## Start EXERCISE DATA
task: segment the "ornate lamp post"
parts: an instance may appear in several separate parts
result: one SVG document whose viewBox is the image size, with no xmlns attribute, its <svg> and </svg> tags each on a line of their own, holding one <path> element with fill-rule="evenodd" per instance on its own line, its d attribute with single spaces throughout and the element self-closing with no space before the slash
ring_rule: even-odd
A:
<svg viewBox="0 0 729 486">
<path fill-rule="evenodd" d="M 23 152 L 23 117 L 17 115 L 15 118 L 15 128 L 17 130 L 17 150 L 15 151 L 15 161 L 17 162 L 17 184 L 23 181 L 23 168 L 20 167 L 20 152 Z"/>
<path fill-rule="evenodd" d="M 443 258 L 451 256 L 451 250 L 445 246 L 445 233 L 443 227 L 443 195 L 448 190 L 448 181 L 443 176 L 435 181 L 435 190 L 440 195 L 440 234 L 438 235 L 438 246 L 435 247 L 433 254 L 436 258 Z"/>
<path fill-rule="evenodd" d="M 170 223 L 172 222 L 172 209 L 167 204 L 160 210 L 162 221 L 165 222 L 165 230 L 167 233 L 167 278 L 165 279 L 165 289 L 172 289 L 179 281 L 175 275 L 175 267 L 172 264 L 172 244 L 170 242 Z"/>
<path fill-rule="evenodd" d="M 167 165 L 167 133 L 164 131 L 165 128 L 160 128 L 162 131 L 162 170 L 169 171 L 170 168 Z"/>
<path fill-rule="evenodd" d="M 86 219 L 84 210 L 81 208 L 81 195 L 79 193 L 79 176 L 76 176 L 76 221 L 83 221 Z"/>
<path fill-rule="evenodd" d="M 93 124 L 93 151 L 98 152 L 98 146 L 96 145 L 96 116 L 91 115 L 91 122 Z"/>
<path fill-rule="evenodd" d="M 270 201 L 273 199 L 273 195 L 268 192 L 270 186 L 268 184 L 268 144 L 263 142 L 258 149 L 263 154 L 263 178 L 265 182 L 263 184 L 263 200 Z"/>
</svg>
## End EXERCISE DATA
GOAL OF THE EXERCISE: Recast every line of the data above as a two-column Markdown table headed "No." and "Text," numbering each line in order and leaving out any blank lines.

OUTPUT:
| No. | Text |
|---|---|
| 1 | task: segment the "ornate lamp post" |
| 2 | parts: an instance may appear in several separate parts |
| 3 | result: one SVG document whose viewBox is the image size, with no xmlns attribute, its <svg> and </svg> tags each on a line of their own, holding one <path> element with fill-rule="evenodd" per instance on its own line, its d attribute with single spaces throughout and the element self-closing with no space before the slash |
| 4 | ring_rule: even-odd |
| 5 | A: |
| 6 | <svg viewBox="0 0 729 486"> |
| 7 | <path fill-rule="evenodd" d="M 23 152 L 23 117 L 17 115 L 15 118 L 15 128 L 17 130 L 17 150 L 15 151 L 15 161 L 17 162 L 17 184 L 23 181 L 23 168 L 20 167 L 20 152 Z"/> |
| 8 | <path fill-rule="evenodd" d="M 443 258 L 451 256 L 451 250 L 445 246 L 445 233 L 443 227 L 443 195 L 448 190 L 448 181 L 443 176 L 435 181 L 435 190 L 440 195 L 440 234 L 438 235 L 438 246 L 435 247 L 433 254 L 436 258 Z"/> |
| 9 | <path fill-rule="evenodd" d="M 170 223 L 172 222 L 172 209 L 167 204 L 160 210 L 162 221 L 165 222 L 165 230 L 167 233 L 167 278 L 165 279 L 165 289 L 172 289 L 179 281 L 175 275 L 175 267 L 172 264 L 172 244 L 170 242 Z"/> |
| 10 | <path fill-rule="evenodd" d="M 167 165 L 167 133 L 164 131 L 165 128 L 160 128 L 162 131 L 162 170 L 169 171 L 170 168 Z"/> |
| 11 | <path fill-rule="evenodd" d="M 86 219 L 84 210 L 81 208 L 81 195 L 79 193 L 79 176 L 76 176 L 76 221 L 83 221 Z"/> |
| 12 | <path fill-rule="evenodd" d="M 93 124 L 93 151 L 98 152 L 98 146 L 96 145 L 96 116 L 91 115 L 91 122 Z"/> |
| 13 | <path fill-rule="evenodd" d="M 270 201 L 273 199 L 273 195 L 268 192 L 270 186 L 268 184 L 268 144 L 263 142 L 258 149 L 263 154 L 263 178 L 265 182 L 263 184 L 263 200 Z"/> |
| 14 | </svg> |